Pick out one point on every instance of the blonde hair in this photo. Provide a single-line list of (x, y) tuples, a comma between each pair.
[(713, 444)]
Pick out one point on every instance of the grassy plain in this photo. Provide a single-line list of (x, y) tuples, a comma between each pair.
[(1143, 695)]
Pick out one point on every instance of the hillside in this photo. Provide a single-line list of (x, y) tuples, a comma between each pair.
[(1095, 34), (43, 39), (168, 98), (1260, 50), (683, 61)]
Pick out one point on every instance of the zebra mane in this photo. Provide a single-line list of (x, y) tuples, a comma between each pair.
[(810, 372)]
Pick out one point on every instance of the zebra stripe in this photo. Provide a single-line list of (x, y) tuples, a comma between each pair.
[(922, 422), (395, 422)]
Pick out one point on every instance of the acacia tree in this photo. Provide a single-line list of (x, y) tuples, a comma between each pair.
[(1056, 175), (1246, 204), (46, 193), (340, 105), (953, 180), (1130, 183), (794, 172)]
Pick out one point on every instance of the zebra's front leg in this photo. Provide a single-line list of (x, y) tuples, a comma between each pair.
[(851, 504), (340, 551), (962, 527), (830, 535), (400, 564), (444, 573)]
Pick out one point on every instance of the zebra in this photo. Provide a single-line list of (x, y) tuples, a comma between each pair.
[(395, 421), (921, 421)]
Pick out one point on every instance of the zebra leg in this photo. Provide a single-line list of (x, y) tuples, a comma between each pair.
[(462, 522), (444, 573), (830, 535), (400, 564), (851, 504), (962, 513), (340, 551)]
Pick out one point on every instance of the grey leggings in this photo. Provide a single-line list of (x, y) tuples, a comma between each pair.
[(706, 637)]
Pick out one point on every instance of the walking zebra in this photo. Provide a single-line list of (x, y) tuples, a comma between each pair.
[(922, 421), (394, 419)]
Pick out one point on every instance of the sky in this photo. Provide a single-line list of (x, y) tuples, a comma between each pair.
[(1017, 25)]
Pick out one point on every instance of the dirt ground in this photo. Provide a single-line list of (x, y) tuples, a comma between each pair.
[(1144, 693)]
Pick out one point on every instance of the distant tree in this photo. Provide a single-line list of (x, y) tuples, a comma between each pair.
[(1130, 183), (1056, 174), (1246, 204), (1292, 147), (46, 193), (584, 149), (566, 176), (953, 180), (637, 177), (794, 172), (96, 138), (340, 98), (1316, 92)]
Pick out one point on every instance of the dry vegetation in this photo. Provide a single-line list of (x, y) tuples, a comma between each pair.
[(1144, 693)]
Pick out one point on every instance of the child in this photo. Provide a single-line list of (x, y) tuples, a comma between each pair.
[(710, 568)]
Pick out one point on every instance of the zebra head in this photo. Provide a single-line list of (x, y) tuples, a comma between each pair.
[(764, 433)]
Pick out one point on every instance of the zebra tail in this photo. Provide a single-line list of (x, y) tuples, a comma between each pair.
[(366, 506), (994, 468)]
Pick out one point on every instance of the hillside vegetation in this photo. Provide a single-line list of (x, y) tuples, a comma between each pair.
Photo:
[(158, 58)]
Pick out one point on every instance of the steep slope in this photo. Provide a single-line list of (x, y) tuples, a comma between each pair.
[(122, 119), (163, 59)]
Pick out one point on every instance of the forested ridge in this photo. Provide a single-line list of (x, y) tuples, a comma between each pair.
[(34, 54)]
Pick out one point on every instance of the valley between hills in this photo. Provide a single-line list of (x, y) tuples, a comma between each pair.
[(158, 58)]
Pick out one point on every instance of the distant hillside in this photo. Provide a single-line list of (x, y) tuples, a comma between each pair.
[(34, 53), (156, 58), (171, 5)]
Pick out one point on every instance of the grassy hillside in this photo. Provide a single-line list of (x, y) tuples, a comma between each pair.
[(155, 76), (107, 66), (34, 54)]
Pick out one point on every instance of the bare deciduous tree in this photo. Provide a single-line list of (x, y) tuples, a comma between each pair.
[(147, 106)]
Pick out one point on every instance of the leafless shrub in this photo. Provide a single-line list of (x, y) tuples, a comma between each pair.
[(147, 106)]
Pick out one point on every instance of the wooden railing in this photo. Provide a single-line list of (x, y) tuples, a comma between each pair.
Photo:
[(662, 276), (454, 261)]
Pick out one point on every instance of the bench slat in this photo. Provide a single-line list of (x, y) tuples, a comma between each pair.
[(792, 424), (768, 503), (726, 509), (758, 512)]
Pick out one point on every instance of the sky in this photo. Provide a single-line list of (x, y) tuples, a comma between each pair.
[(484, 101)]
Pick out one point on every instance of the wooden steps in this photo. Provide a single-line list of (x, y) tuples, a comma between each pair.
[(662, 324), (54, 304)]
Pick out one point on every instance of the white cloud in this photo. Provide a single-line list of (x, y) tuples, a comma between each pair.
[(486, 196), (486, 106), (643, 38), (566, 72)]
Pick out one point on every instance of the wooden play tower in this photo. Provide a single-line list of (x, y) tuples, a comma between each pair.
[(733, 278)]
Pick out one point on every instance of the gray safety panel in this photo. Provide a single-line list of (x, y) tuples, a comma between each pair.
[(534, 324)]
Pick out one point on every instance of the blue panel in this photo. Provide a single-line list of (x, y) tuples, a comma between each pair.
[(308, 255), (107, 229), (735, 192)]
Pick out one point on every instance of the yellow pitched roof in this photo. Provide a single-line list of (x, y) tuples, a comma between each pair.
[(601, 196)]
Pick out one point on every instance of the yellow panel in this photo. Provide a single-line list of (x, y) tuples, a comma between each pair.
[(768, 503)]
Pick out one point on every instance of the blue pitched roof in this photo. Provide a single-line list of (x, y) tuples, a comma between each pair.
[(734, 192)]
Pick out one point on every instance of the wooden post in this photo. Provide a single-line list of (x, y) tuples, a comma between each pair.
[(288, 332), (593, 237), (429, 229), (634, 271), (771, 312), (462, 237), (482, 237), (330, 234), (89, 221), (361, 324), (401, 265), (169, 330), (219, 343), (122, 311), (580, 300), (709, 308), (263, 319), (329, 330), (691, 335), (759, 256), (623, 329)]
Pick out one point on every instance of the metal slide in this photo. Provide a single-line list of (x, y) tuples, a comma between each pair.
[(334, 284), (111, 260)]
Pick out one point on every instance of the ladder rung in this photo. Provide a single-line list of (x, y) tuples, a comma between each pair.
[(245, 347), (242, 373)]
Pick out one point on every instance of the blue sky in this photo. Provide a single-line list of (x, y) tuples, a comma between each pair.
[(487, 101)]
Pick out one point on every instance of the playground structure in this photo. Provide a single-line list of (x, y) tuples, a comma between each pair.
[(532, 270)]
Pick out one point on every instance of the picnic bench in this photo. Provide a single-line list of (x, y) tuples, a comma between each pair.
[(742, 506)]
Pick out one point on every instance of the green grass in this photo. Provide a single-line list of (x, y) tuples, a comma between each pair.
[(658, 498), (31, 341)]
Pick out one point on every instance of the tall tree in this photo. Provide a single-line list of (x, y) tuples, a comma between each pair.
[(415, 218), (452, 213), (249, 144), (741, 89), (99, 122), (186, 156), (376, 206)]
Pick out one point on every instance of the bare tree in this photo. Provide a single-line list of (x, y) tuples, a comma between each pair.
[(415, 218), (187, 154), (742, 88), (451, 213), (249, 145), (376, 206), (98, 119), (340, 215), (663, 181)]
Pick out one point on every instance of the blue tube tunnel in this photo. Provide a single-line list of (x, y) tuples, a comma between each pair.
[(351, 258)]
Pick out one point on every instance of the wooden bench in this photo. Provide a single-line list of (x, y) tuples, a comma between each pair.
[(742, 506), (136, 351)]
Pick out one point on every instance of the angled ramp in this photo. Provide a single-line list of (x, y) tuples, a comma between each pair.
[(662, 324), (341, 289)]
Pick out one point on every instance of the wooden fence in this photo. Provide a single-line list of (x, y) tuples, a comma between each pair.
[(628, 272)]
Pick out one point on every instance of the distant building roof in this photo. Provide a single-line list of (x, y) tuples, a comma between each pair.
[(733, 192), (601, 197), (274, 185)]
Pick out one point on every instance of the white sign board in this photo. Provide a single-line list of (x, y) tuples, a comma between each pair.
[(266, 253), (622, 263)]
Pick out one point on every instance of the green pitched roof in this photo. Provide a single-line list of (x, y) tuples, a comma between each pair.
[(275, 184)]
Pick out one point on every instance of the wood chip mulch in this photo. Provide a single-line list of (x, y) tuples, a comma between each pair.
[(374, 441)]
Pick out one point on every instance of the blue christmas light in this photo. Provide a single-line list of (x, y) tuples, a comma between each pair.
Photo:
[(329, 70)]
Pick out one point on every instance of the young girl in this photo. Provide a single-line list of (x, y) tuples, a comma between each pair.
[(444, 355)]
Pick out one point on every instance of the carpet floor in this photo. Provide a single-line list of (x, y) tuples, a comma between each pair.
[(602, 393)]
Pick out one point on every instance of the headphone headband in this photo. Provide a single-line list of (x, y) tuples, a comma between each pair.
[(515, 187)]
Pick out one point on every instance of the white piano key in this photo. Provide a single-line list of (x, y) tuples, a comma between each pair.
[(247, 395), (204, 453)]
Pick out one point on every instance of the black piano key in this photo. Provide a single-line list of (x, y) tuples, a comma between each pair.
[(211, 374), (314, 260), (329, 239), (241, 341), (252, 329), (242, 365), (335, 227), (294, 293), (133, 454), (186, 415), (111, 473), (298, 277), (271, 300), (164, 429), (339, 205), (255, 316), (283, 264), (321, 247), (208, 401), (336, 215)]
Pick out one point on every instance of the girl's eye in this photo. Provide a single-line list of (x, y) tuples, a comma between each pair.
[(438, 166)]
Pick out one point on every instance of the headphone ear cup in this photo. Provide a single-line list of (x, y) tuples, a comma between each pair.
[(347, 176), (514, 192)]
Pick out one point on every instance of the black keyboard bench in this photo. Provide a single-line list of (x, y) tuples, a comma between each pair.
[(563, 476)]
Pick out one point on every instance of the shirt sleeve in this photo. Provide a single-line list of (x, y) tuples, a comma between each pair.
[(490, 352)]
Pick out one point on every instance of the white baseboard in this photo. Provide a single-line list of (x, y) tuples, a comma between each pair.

==========

• What you need to do:
Quote the listing word for word, starting at its first line and ending at the line that contains "513), (340, 551)]", with that final line included.

• Solved problem:
Pick out one point on every instance of the blonde hair in this photo. Provide a single-line list of (x, y) tuples, a comma between each pair.
[(713, 444)]
Pick out one point on every instance of the grassy plain in this photo. Provide a single-line list of (x, y) tuples, a comma between each pair.
[(1143, 695)]
Pick out one point on every instance of the hillside in this photo. Provide a single-line list of (x, y) tuples, a comma between each pair.
[(1095, 34), (43, 39), (168, 98), (1260, 50), (683, 61)]
Pick out one point on every instance of the zebra mane in this photo. Provide a single-line list of (x, y) tuples, a comma between each pair.
[(810, 372)]
Pick out one point on every instance of the zebra stripe in this photo. Provide a single-line list of (x, y) tuples, a comma between each pair.
[(922, 422), (395, 422)]
Pick out one point on every instance of the acacia tree in this photo. Provide a single-line list of (x, y) tuples, a comma between each pair.
[(1056, 175), (1246, 204), (46, 193), (340, 105), (953, 180), (1130, 183), (794, 172)]
Pick out one point on every instance of the zebra's front leg in this photo. Provide a single-line list of (x, y) tuples, a comma between each pair.
[(851, 504), (340, 551), (962, 527), (830, 535), (400, 564), (444, 573)]
Pick out one point on every instance of the zebra in this photo. Provide a single-line list of (x, y) tuples, a comma between each pair.
[(395, 421), (921, 421)]
Pick out one point on every instance of the zebra leg in this photo. Provide a single-line list of (x, y) tuples, a comma between each pair.
[(462, 522), (444, 573), (830, 535), (400, 564), (851, 504), (962, 513), (340, 551)]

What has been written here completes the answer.